# [ENTRIES SHOWN]
· · · ·

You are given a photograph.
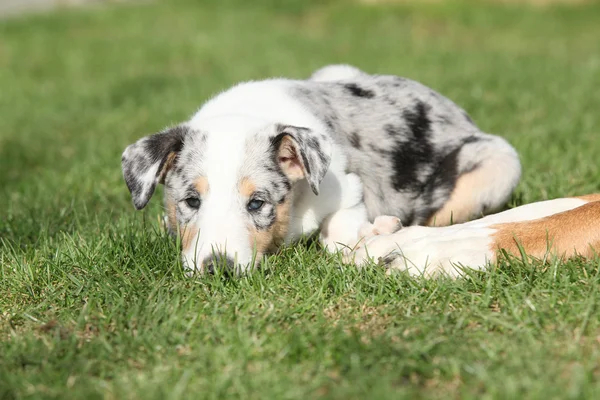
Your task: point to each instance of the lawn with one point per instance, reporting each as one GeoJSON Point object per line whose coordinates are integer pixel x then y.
{"type": "Point", "coordinates": [93, 300]}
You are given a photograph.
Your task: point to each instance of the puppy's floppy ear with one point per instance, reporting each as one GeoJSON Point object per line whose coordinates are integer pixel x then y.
{"type": "Point", "coordinates": [302, 153]}
{"type": "Point", "coordinates": [146, 162]}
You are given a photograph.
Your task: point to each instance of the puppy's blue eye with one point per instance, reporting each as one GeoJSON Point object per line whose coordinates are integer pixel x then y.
{"type": "Point", "coordinates": [193, 202]}
{"type": "Point", "coordinates": [255, 205]}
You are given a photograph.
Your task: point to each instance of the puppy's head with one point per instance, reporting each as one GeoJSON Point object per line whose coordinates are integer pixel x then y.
{"type": "Point", "coordinates": [228, 185]}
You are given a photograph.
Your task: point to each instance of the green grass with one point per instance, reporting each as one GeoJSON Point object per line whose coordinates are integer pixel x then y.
{"type": "Point", "coordinates": [93, 301]}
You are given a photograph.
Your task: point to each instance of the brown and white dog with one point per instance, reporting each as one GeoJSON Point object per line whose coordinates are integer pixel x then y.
{"type": "Point", "coordinates": [561, 228]}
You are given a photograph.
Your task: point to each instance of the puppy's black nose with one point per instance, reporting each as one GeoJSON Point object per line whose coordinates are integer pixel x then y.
{"type": "Point", "coordinates": [218, 261]}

· · · ·

# [WHAT THE TASK REQUIRES]
Your task is to restate, word for word, the line with "Your task: point to each instance of the green" and all lines after it, ending with the last line of the data.

# [RESPONSE]
Your task: point to each instance of the green grass with one point per instance, reporting each as one GeoJSON Point object per line whose coordinates are integer pixel x then y.
{"type": "Point", "coordinates": [93, 301]}
You are given a photograph.
Your task: point to each instance of the brown and white dog with one point per instance, reporting each as one GeoJSON Point object per line whose coordinates are integer pixel x then y.
{"type": "Point", "coordinates": [561, 228]}
You are given a photograph.
Your task: point to each instance of the puppy's black nose with one point per instance, reporting each as one GeoJSON Point object per line whose coordinates are integer pixel x then y.
{"type": "Point", "coordinates": [218, 261]}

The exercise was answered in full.